Give the records again word for word. Leave every picture out.

Records drawn from a dataset
++++++++++++++++++++

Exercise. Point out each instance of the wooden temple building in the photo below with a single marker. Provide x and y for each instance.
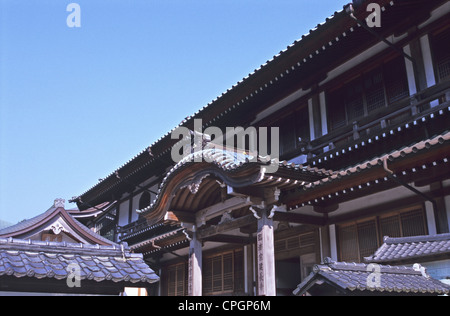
(364, 142)
(54, 254)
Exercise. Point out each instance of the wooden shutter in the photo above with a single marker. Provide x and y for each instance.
(390, 226)
(367, 239)
(336, 110)
(441, 50)
(413, 223)
(348, 238)
(223, 273)
(396, 81)
(373, 86)
(354, 99)
(176, 280)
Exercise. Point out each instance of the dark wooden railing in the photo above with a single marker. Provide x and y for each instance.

++++++++++++++++++++

=== Output for this task ===
Exercise. Point out each instance of the wooden temple building in the photo below with a single marker. Provide x and y for each instance.
(364, 142)
(54, 254)
Exercise. Point out each instance of the wooden shutter in the photo above with a single marker. Provide x and y for each instance.
(390, 226)
(367, 239)
(336, 110)
(441, 50)
(413, 223)
(348, 238)
(223, 273)
(396, 81)
(373, 86)
(354, 99)
(176, 280)
Exercise. Point out each instance of the dark wooden railing in the photo above with a single marker. Provide x and y for each instance.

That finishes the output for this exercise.